Let me outline my strategic problem in the current struggle, where the Allies are sitting peaceably waiting for a winner in the Axis/Comintern war and where Japan digests its conquest of all China.
My United States army currently has 81 infantry divisions, one cavalry, six motorized cavalry, six armored divisions, 12 mountaineers, one garrison division, and 15 marine divisions, as well as three Headquarters units which allow for more effective large-unit combat. The British and French armies are about four-fifths this size each, and Canada, Australia, and Belgium about one-quarter each, with a surprisingly uniform distribution of specialties.
The United States Navy is in, comparatively, great shape, with eight carriers, 17 battleships, 19 heavy cruisers, 17 light cruisers, 48 destroyers, and 62 submarines, although around half of that are frankly antiquated. The Royal Navy is about the same size, but has built up light carriers, battlecruisers, and destroyers rather than so many submarines. And Canada's adorably chipping in with a light cruiser and 21 destroyers.

· · · · ·

GIVEN EXERCISE: Write out the strategy passage between "The United States" and "and 21 destroyers.", inclusive, word for word.

DATASET EXTRACT:
· · · · ·

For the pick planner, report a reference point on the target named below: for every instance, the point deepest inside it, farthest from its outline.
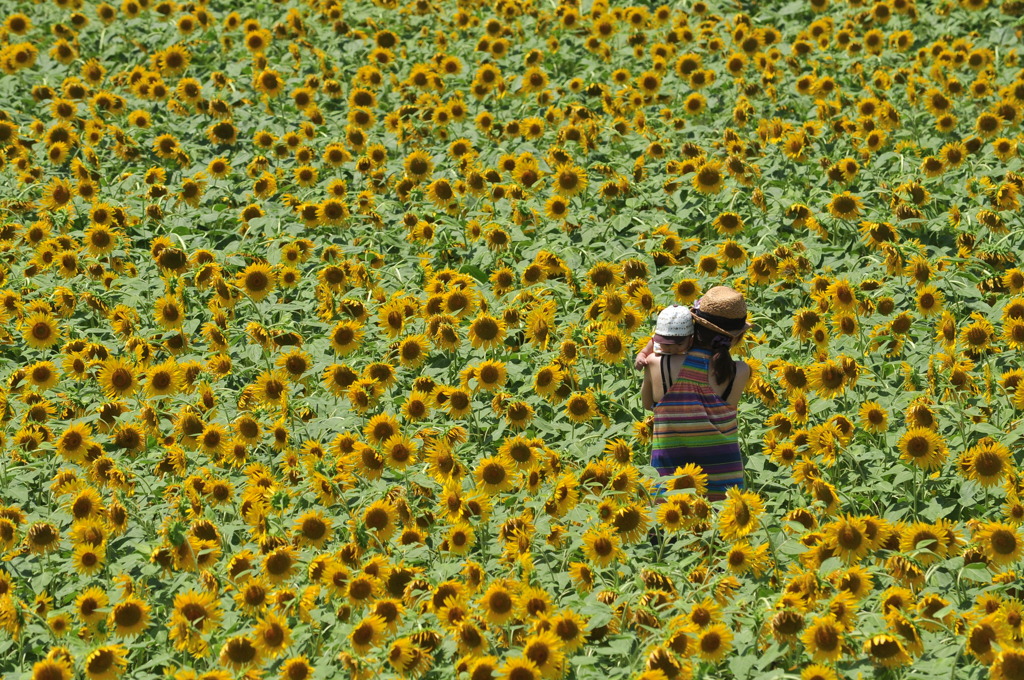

· · · · ·

FINISHED ANSWER:
The United States Navy is in, comparatively, great shape, with eight carriers, 17 battleships, 19 heavy cruisers, 17 light cruisers, 48 destroyers, and 62 submarines, although around half of that are frankly antiquated. The Royal Navy is about the same size, but has built up light carriers, battlecruisers, and destroyers rather than so many submarines. And Canada's adorably chipping in with a light cruiser and 21 destroyers.